[EXERCISE]
Output each record below exactly. No images go in the copy.

[THE DATA]
::::::::::

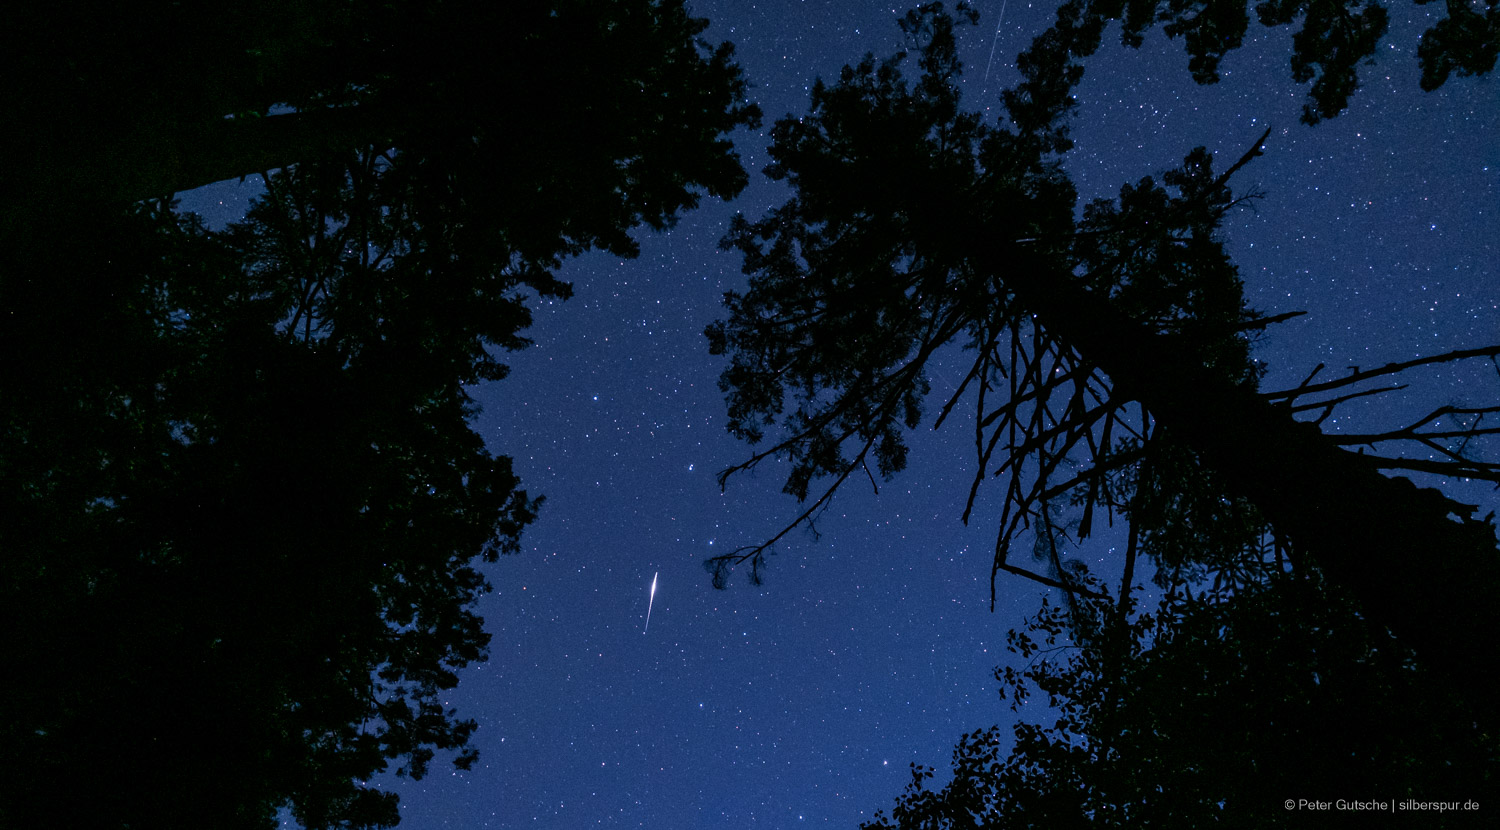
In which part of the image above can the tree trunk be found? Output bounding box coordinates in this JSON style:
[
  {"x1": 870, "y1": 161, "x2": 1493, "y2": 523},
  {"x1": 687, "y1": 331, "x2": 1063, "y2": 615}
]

::::::::::

[EXPECTED ANSWER]
In which part of the image above can the tree trunk be found? Output bounding box coordinates in this JSON style:
[
  {"x1": 870, "y1": 161, "x2": 1493, "y2": 523},
  {"x1": 687, "y1": 331, "x2": 1063, "y2": 615}
]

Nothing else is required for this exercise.